## Required actions
1. In the panel transcript, why does Sameer Soleja say that everybody needs to communicate about new lines of business, including mid-office, back-office, front-office, and treasury? Answer in one to three sentences.
2. Reproduce the panel transcript word for word between "But, the truth" and "Soleja Absolutely. Yeah.", inclusive.

*** Selection

Well, I think that's probably an answer for cQuant and Pierre’s firm. We simply record and and take the output of the fixed calculation.
Pierre Lebon Yeah. And sometimes, even the exchange have difficulties coping with the so rapid movements around the prices. And, they have troubles just reporting to, you know, the people trading on the platform about the margins. And, the people turn around to companies like, you know, an analytics platform like ours and say, “Look, I need to be able to report intraday for my margin calls because I don't get any information before, you know, few hours or several hours after the close of trading.” And then, we need to provide that to the client and develop tools to help them… being able to, you know, have not just the end of day margin call because it can be so huge that it's almost too late to do something about it. But also, having the ability to have an idea about intraday, how this margin call is going to look like at the end of the day.
Hassan Al Alawi Yeah. Okay. And, Muneeb, what do you think?
Muneeb Ahmed Yeah, I mean… it's again, I think, Sameer and Pierre touched on it. It's a very tough environment. Right? Managing. I mean, margin. And, I think we're talking about sort of, maybe margin call here, but also, you know, that which then feeds into company margins. But, I think managing that as a buyer, largest thing on the same page with treasury, right?
Think on the same page with your back-office and the middle-office. And, I think having a way to you… communication I've seen is actually probably the biggest challenge and the biggest advantage in situations like this. Where, when everyone in the corporation is aware of things, you know, surprise margin calls coming up if, as it turns to not be a surprise. It just helps things to go much more smoothly.
Hassan Al Alawi Yeah, okay. There's... actually, I got a question from one of the audience. How do you move from reactive to proactive approach for handling a new line of business?
Who would like to take that first?
Sameer Soleja I can start. Just building on what Muneeb just mentioned, communication. Right? You know, I mentioned we got a call from somebody saying, “Hey, we're starting in a new market tomorrow, FYI.” That's fine. We were ready to support them.
But, the truth is that, you know, mid-office, back-office, front-office, treasury – everybody needs to be communicating about new lines of business because, you know, in an era of high volatility that could be a company bet as opposed to a small bet.
Hassan Al Alawi Yeah. So, the tip is communication from your side?
Sameer Soleja Absolutely. Yeah.
Pierre Lebon Yeah. Well, I come from a quantitative background. So, I tend to think of these problems as a quantitative analysis problem. And, I think new lines of business may need, you know, new valuation tools and methodologies. And, you know, this is probably the types of things that needs to be anticipated when opening these new lines of business.
You don't want to have to wait for your middle-office to have the proper tools to be able to risk manage. Because I mean, the worst nightmares of the front-office traders is, you know, that they can't start these new line of business because they are told, “Oh, you need to wait for the middle-office to have something to risk manage the portfolio.”
So, anticipating the needs, you know, of the specifics of the new lines of business that you're entering into is probably key.
Hassan Al Alawi Yeah, anything to add, Muneeb, on this point?

******
*** Data rows

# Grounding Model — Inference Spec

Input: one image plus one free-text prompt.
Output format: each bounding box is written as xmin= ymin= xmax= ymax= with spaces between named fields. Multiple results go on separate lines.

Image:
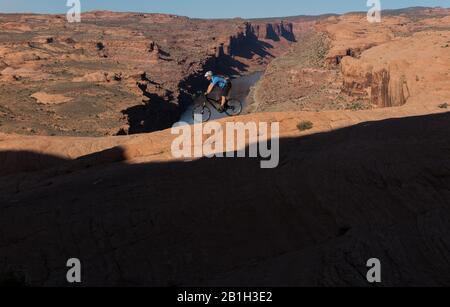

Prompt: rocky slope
xmin=0 ymin=107 xmax=450 ymax=286
xmin=0 ymin=10 xmax=450 ymax=286
xmin=0 ymin=12 xmax=301 ymax=136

******

## Answers per task
1. He says that in an era of high volatility, a new line of business could be a company bet rather than a small bet. For that reason, every part of the organization needs to communicate about it.

2.
But, the truth is that, you know, mid-office, back-office, front-office, treasury – everybody needs to be communicating about new lines of business because, you know, in an era of high volatility that could be a company bet as opposed to a small bet.
Hassan Al Alawi Yeah. So, the tip is communication from your side?
Sameer Soleja Absolutely. Yeah.